_Work to do:_
Write the next part of the mailing-list reply about the NFS4ERR_STALE_CLIENTID loop, starting right after its final sentence.

_Text to read:_
-- Start --
Re: NFS4ERR_STALE_CLIENTID loop

Chuck Lever <chuck.lever@xxxxxxxxxx> · Mon, 31 Oct 2011 09:39:42 -0400

On Oct 31, 2011, at 9:21 AM, David Flynn wrote:

> * Chuck Lever (chuck.lever@xxxxxxxxxx) wrote:
>> David, what would help immensely is if you can find a reliable way of
>> reproducing this.  So far we have been unable to find a reproducer.
> 
> While i've managed to have problems with individual machines, that seem
> to fail at some random point of their own choosing, the most reliable
> way to produce problem for us to have a number of nodes updating various
> RRD files frequently.
> 
> Given that i haven't found a reliable and short method for reproducing
> it either, if we were to re-run the known case and capture all network
> traffic, would you be able to extract the relevant detail to generate a
> simulation?

A reproducer would be better for us [*], but I understand the arbitrary nature of the problem.  A network trace would be an excellent start.
-- End --
_Records shown:_
-- Start --
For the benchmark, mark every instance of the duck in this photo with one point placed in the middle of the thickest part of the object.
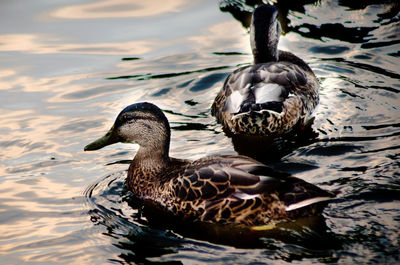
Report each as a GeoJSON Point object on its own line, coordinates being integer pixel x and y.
{"type": "Point", "coordinates": [224, 189]}
{"type": "Point", "coordinates": [272, 96]}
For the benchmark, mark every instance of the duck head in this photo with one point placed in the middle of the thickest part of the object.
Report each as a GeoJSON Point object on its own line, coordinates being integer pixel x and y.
{"type": "Point", "coordinates": [265, 31]}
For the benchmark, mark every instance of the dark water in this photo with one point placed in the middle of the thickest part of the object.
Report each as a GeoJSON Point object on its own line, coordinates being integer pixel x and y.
{"type": "Point", "coordinates": [68, 67]}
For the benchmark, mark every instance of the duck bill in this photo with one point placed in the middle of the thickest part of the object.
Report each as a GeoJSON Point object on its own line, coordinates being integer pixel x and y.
{"type": "Point", "coordinates": [107, 139]}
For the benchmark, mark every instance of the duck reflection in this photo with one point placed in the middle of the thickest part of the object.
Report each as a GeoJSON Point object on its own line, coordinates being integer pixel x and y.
{"type": "Point", "coordinates": [144, 232]}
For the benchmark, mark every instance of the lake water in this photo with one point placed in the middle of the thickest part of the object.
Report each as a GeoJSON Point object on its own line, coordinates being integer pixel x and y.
{"type": "Point", "coordinates": [67, 68]}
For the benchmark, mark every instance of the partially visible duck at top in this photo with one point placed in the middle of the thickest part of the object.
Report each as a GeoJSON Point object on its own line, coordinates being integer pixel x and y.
{"type": "Point", "coordinates": [272, 96]}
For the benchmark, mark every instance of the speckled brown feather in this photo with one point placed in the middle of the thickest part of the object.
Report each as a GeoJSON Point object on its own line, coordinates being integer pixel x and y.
{"type": "Point", "coordinates": [290, 72]}
{"type": "Point", "coordinates": [227, 189]}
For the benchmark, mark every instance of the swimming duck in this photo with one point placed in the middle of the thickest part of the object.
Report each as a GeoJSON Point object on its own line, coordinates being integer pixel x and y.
{"type": "Point", "coordinates": [271, 96]}
{"type": "Point", "coordinates": [219, 188]}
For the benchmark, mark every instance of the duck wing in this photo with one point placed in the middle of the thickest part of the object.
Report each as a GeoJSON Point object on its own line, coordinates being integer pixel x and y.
{"type": "Point", "coordinates": [266, 98]}
{"type": "Point", "coordinates": [232, 188]}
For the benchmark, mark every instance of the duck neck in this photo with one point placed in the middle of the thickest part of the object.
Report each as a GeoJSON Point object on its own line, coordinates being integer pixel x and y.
{"type": "Point", "coordinates": [151, 160]}
{"type": "Point", "coordinates": [264, 38]}
{"type": "Point", "coordinates": [145, 170]}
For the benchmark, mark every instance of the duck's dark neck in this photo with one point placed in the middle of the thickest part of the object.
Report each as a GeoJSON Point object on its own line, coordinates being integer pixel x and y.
{"type": "Point", "coordinates": [264, 37]}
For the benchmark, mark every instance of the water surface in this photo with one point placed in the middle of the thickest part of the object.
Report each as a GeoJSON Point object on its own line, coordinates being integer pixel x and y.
{"type": "Point", "coordinates": [68, 67]}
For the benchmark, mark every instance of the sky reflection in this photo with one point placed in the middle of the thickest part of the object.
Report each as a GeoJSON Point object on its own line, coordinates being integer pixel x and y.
{"type": "Point", "coordinates": [119, 8]}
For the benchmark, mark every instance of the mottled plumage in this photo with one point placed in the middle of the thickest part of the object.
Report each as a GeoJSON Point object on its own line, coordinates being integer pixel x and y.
{"type": "Point", "coordinates": [272, 96]}
{"type": "Point", "coordinates": [219, 188]}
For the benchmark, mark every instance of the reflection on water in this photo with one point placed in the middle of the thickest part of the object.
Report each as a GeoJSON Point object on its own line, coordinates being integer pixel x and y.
{"type": "Point", "coordinates": [66, 69]}
{"type": "Point", "coordinates": [117, 9]}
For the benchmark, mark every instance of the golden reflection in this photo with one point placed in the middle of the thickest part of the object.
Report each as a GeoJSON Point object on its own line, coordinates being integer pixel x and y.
{"type": "Point", "coordinates": [119, 9]}
{"type": "Point", "coordinates": [34, 44]}
{"type": "Point", "coordinates": [216, 36]}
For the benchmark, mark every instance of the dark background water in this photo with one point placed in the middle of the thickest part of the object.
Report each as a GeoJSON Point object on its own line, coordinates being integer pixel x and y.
{"type": "Point", "coordinates": [68, 67]}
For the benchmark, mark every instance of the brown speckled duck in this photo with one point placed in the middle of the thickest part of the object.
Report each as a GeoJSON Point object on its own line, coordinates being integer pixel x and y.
{"type": "Point", "coordinates": [220, 188]}
{"type": "Point", "coordinates": [272, 96]}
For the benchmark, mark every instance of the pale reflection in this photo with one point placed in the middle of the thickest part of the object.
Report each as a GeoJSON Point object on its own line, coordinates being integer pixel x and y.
{"type": "Point", "coordinates": [119, 9]}
{"type": "Point", "coordinates": [39, 44]}
{"type": "Point", "coordinates": [219, 35]}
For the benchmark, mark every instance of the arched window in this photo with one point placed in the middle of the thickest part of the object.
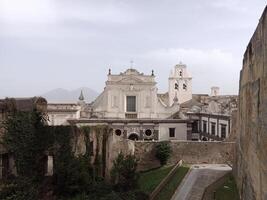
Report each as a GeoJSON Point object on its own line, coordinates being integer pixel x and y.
{"type": "Point", "coordinates": [118, 132]}
{"type": "Point", "coordinates": [184, 86]}
{"type": "Point", "coordinates": [133, 137]}
{"type": "Point", "coordinates": [148, 132]}
{"type": "Point", "coordinates": [176, 86]}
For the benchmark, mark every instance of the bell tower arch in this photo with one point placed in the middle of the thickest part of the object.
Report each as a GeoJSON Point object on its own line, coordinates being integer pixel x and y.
{"type": "Point", "coordinates": [180, 84]}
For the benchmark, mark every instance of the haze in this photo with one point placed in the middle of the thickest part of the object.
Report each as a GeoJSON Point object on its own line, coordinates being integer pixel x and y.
{"type": "Point", "coordinates": [69, 44]}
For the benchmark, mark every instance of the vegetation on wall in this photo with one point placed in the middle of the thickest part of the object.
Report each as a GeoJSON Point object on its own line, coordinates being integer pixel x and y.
{"type": "Point", "coordinates": [29, 140]}
{"type": "Point", "coordinates": [163, 152]}
{"type": "Point", "coordinates": [124, 174]}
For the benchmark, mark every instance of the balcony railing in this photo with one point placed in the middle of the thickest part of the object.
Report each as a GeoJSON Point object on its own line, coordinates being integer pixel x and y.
{"type": "Point", "coordinates": [131, 115]}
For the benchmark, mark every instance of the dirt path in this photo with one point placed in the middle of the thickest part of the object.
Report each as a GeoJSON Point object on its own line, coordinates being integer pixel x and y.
{"type": "Point", "coordinates": [199, 177]}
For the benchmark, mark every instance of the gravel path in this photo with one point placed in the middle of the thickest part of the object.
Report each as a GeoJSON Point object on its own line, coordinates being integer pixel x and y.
{"type": "Point", "coordinates": [198, 178]}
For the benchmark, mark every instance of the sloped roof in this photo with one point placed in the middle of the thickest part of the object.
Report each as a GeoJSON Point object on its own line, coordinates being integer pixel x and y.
{"type": "Point", "coordinates": [191, 103]}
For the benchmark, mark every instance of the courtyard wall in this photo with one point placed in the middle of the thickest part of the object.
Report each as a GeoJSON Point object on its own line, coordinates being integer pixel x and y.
{"type": "Point", "coordinates": [189, 151]}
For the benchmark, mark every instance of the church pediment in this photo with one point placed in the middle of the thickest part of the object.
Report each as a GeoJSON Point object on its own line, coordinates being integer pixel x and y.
{"type": "Point", "coordinates": [130, 80]}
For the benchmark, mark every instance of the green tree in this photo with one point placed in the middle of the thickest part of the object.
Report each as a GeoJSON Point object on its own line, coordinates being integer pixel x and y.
{"type": "Point", "coordinates": [123, 172]}
{"type": "Point", "coordinates": [25, 137]}
{"type": "Point", "coordinates": [163, 152]}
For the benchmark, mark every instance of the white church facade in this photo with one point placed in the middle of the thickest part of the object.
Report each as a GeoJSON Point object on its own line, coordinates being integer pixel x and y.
{"type": "Point", "coordinates": [131, 105]}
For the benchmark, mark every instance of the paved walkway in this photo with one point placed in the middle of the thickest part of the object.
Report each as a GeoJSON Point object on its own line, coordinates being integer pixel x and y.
{"type": "Point", "coordinates": [199, 177]}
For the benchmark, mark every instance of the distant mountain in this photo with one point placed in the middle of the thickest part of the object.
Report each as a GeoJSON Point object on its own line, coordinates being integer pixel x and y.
{"type": "Point", "coordinates": [69, 96]}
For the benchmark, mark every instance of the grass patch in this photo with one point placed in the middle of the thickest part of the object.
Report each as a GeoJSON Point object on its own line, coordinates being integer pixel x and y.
{"type": "Point", "coordinates": [228, 191]}
{"type": "Point", "coordinates": [149, 180]}
{"type": "Point", "coordinates": [169, 189]}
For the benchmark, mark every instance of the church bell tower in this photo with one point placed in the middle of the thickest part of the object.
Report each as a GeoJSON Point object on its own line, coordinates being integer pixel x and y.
{"type": "Point", "coordinates": [180, 84]}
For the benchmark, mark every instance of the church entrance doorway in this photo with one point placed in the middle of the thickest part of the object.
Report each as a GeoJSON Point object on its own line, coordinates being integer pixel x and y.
{"type": "Point", "coordinates": [133, 136]}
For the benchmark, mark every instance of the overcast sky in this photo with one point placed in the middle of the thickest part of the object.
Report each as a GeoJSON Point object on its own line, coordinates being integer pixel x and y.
{"type": "Point", "coordinates": [48, 44]}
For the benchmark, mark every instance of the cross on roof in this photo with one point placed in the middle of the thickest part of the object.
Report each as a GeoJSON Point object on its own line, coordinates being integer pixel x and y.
{"type": "Point", "coordinates": [131, 64]}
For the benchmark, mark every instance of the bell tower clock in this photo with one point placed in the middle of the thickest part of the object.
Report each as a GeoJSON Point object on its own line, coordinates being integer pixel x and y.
{"type": "Point", "coordinates": [180, 84]}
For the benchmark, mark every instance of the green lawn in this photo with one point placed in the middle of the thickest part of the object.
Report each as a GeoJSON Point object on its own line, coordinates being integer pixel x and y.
{"type": "Point", "coordinates": [228, 191]}
{"type": "Point", "coordinates": [149, 180]}
{"type": "Point", "coordinates": [169, 189]}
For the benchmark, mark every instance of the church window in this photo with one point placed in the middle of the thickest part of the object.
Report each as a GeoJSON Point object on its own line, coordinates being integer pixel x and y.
{"type": "Point", "coordinates": [176, 86]}
{"type": "Point", "coordinates": [223, 131]}
{"type": "Point", "coordinates": [114, 102]}
{"type": "Point", "coordinates": [148, 101]}
{"type": "Point", "coordinates": [131, 103]}
{"type": "Point", "coordinates": [171, 132]}
{"type": "Point", "coordinates": [184, 86]}
{"type": "Point", "coordinates": [213, 128]}
{"type": "Point", "coordinates": [204, 126]}
{"type": "Point", "coordinates": [148, 132]}
{"type": "Point", "coordinates": [118, 132]}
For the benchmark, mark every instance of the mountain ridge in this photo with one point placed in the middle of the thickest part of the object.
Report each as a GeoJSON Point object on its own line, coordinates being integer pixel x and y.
{"type": "Point", "coordinates": [61, 95]}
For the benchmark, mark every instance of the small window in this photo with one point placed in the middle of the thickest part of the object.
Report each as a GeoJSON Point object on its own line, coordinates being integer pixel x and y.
{"type": "Point", "coordinates": [171, 132]}
{"type": "Point", "coordinates": [223, 131]}
{"type": "Point", "coordinates": [195, 127]}
{"type": "Point", "coordinates": [213, 128]}
{"type": "Point", "coordinates": [118, 132]}
{"type": "Point", "coordinates": [91, 148]}
{"type": "Point", "coordinates": [148, 132]}
{"type": "Point", "coordinates": [184, 86]}
{"type": "Point", "coordinates": [131, 103]}
{"type": "Point", "coordinates": [204, 127]}
{"type": "Point", "coordinates": [176, 86]}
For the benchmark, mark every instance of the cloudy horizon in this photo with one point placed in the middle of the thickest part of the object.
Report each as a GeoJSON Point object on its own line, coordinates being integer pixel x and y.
{"type": "Point", "coordinates": [70, 44]}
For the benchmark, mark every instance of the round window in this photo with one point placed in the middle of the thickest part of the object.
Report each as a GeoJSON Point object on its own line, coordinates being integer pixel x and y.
{"type": "Point", "coordinates": [148, 132]}
{"type": "Point", "coordinates": [118, 132]}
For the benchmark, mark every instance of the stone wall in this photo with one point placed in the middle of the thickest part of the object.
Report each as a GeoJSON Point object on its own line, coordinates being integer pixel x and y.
{"type": "Point", "coordinates": [188, 151]}
{"type": "Point", "coordinates": [251, 163]}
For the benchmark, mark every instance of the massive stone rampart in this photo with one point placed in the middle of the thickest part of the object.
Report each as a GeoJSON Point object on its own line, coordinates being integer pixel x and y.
{"type": "Point", "coordinates": [189, 151]}
{"type": "Point", "coordinates": [251, 163]}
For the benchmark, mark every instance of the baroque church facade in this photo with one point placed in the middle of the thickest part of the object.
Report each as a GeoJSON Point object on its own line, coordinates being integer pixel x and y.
{"type": "Point", "coordinates": [131, 105]}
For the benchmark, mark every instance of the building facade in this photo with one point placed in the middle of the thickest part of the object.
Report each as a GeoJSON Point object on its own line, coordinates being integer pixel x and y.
{"type": "Point", "coordinates": [131, 105]}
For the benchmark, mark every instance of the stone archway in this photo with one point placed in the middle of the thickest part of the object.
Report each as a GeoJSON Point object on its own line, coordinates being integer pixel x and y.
{"type": "Point", "coordinates": [133, 136]}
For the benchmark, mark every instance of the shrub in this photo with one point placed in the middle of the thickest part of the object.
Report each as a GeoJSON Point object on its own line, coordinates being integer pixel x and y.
{"type": "Point", "coordinates": [163, 152]}
{"type": "Point", "coordinates": [123, 172]}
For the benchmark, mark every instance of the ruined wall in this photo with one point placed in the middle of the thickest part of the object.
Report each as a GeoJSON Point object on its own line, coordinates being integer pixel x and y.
{"type": "Point", "coordinates": [251, 163]}
{"type": "Point", "coordinates": [189, 151]}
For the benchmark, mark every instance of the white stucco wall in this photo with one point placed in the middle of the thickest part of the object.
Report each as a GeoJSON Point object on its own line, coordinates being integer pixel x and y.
{"type": "Point", "coordinates": [180, 131]}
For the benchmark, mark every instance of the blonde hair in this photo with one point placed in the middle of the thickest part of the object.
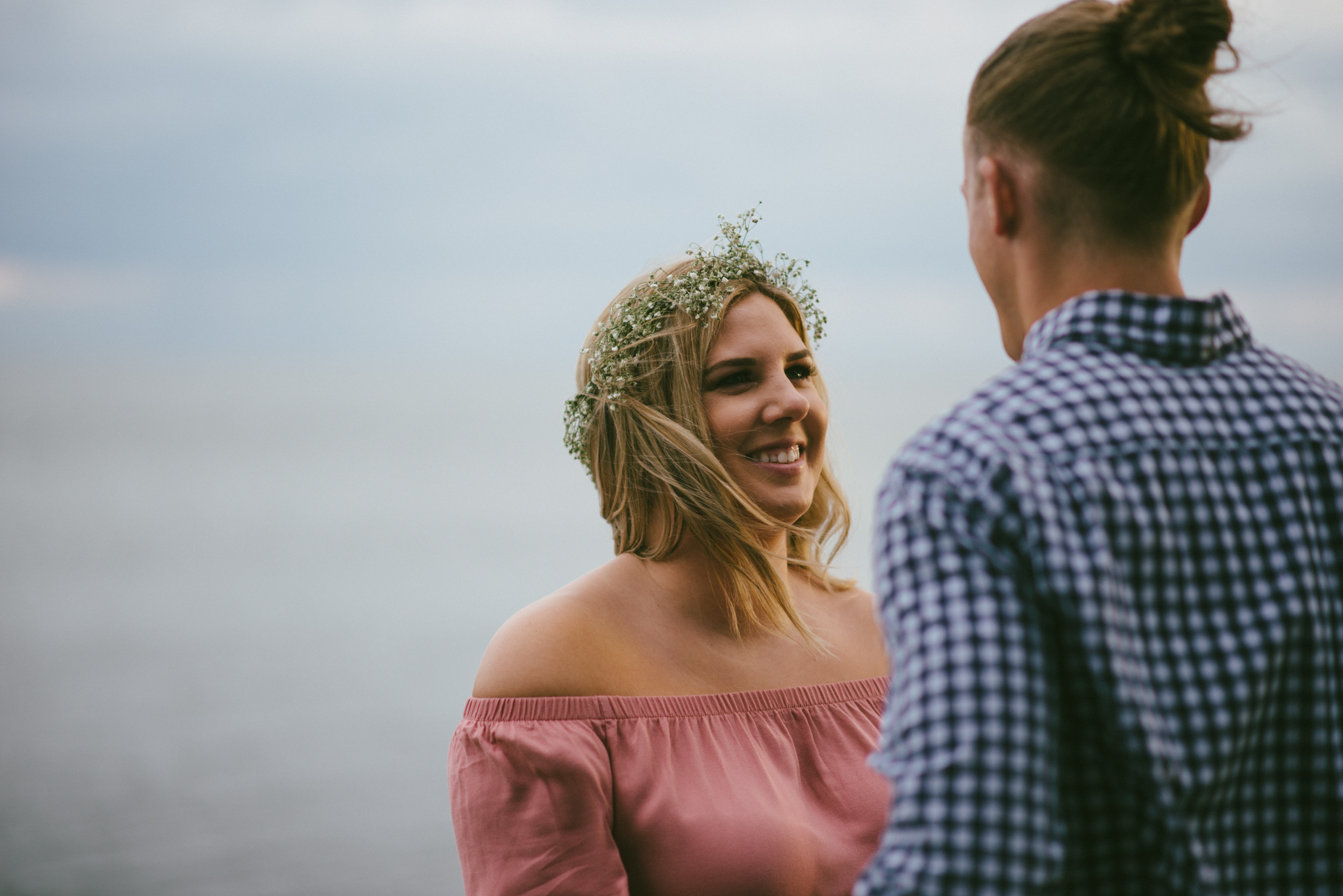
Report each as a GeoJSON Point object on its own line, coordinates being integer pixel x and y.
{"type": "Point", "coordinates": [652, 458]}
{"type": "Point", "coordinates": [1111, 99]}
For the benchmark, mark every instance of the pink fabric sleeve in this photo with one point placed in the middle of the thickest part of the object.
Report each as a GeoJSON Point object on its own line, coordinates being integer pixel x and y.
{"type": "Point", "coordinates": [532, 806]}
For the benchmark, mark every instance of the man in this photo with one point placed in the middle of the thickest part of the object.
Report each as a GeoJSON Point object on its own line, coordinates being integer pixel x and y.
{"type": "Point", "coordinates": [1112, 579]}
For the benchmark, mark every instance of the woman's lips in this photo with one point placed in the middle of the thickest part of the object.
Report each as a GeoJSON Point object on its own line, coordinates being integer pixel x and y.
{"type": "Point", "coordinates": [778, 457]}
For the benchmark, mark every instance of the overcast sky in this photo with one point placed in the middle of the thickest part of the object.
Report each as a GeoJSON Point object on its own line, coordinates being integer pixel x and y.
{"type": "Point", "coordinates": [343, 177]}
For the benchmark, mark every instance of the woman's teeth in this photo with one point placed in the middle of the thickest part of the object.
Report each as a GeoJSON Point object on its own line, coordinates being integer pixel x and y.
{"type": "Point", "coordinates": [786, 456]}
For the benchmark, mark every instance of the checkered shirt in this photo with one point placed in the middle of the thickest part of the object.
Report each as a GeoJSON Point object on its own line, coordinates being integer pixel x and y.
{"type": "Point", "coordinates": [1112, 590]}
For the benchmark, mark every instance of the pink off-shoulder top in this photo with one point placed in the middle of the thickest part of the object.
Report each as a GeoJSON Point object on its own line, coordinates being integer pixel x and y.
{"type": "Point", "coordinates": [732, 794]}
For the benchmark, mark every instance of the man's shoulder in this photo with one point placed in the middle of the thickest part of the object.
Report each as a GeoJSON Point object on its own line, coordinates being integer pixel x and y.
{"type": "Point", "coordinates": [1078, 401]}
{"type": "Point", "coordinates": [979, 432]}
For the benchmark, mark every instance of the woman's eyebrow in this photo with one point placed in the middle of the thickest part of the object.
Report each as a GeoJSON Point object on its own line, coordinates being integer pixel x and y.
{"type": "Point", "coordinates": [751, 362]}
{"type": "Point", "coordinates": [731, 362]}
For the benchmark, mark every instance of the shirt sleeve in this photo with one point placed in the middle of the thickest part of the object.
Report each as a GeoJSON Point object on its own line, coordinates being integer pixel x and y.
{"type": "Point", "coordinates": [532, 809]}
{"type": "Point", "coordinates": [968, 738]}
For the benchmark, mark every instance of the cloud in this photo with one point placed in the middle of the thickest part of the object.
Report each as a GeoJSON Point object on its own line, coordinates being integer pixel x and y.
{"type": "Point", "coordinates": [27, 284]}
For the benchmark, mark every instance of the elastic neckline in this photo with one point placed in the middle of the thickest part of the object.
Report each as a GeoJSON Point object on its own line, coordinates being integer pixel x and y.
{"type": "Point", "coordinates": [707, 704]}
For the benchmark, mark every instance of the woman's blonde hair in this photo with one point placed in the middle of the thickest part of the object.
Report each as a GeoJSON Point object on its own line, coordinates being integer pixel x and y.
{"type": "Point", "coordinates": [651, 453]}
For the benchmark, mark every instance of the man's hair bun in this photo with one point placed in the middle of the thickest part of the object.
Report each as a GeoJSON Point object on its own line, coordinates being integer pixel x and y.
{"type": "Point", "coordinates": [1172, 46]}
{"type": "Point", "coordinates": [1112, 99]}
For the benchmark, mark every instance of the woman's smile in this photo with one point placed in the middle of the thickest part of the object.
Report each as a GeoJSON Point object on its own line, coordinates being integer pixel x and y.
{"type": "Point", "coordinates": [766, 413]}
{"type": "Point", "coordinates": [781, 458]}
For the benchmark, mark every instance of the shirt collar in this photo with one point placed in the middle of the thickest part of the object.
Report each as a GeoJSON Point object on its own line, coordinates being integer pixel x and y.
{"type": "Point", "coordinates": [1163, 328]}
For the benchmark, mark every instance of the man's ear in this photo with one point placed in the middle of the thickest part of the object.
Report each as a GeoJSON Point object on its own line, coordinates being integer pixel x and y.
{"type": "Point", "coordinates": [1002, 195]}
{"type": "Point", "coordinates": [1205, 195]}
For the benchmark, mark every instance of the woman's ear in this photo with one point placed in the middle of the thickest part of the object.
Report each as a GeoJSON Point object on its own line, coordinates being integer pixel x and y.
{"type": "Point", "coordinates": [1205, 195]}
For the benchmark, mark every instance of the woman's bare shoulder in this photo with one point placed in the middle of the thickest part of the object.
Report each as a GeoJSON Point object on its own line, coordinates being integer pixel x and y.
{"type": "Point", "coordinates": [560, 645]}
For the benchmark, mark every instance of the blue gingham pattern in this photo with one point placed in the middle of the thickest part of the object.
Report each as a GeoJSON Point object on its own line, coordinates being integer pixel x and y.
{"type": "Point", "coordinates": [1112, 590]}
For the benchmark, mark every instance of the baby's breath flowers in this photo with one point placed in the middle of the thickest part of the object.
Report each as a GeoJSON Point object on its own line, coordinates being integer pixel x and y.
{"type": "Point", "coordinates": [697, 293]}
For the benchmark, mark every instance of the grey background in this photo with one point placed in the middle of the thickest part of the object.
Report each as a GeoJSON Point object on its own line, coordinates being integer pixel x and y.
{"type": "Point", "coordinates": [290, 294]}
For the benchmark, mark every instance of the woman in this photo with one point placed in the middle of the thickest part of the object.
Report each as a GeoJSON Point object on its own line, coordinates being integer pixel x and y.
{"type": "Point", "coordinates": [695, 715]}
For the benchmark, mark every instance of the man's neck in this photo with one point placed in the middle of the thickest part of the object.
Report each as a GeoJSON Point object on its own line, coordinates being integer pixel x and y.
{"type": "Point", "coordinates": [1047, 277]}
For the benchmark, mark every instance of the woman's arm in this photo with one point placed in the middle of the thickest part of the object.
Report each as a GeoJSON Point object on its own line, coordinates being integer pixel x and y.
{"type": "Point", "coordinates": [532, 806]}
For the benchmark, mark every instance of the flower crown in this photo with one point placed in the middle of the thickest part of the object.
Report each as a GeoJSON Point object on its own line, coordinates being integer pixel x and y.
{"type": "Point", "coordinates": [697, 293]}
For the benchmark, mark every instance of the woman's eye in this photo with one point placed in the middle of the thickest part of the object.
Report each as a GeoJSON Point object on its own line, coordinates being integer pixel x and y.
{"type": "Point", "coordinates": [801, 371]}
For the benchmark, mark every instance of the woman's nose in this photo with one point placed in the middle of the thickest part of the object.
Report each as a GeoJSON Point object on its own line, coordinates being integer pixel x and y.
{"type": "Point", "coordinates": [784, 402]}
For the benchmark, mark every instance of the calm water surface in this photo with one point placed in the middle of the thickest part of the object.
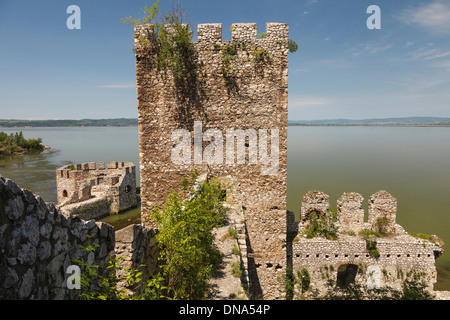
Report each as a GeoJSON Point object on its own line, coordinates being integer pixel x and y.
{"type": "Point", "coordinates": [413, 164]}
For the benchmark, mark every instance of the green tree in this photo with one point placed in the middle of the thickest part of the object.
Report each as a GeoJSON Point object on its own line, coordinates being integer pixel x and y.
{"type": "Point", "coordinates": [186, 239]}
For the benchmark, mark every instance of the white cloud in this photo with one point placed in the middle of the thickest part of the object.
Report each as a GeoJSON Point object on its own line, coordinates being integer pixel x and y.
{"type": "Point", "coordinates": [117, 86]}
{"type": "Point", "coordinates": [426, 54]}
{"type": "Point", "coordinates": [435, 16]}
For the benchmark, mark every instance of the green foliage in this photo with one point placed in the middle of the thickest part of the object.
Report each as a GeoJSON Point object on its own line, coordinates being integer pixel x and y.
{"type": "Point", "coordinates": [100, 282]}
{"type": "Point", "coordinates": [382, 226]}
{"type": "Point", "coordinates": [186, 240]}
{"type": "Point", "coordinates": [236, 269]}
{"type": "Point", "coordinates": [232, 233]}
{"type": "Point", "coordinates": [293, 46]}
{"type": "Point", "coordinates": [320, 224]}
{"type": "Point", "coordinates": [173, 45]}
{"type": "Point", "coordinates": [371, 247]}
{"type": "Point", "coordinates": [16, 143]}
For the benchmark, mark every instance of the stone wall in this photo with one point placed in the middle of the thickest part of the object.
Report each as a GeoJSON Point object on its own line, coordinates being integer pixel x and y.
{"type": "Point", "coordinates": [38, 243]}
{"type": "Point", "coordinates": [234, 85]}
{"type": "Point", "coordinates": [137, 246]}
{"type": "Point", "coordinates": [397, 254]}
{"type": "Point", "coordinates": [94, 191]}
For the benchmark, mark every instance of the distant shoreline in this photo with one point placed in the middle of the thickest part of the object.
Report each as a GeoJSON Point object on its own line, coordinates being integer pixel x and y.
{"type": "Point", "coordinates": [370, 125]}
{"type": "Point", "coordinates": [133, 122]}
{"type": "Point", "coordinates": [116, 122]}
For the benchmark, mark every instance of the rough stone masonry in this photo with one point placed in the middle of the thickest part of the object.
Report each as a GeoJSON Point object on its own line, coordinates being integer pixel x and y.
{"type": "Point", "coordinates": [241, 84]}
-- End --
_Solved problem:_
Now, it would be interesting if in fact the problem occurs only when multiple clients interact with a server.  In that case, capture a full network trace with snoop on your server.  We'll worry about pruning the size of the trace once you have a clean capture.

-- 
Chuck Lever
chuck[dot]lever[at]oracle[dot]com

* - A reproducer allows us to perform internal-only tests at will, and it also can confirm we've got the problem properly fixed.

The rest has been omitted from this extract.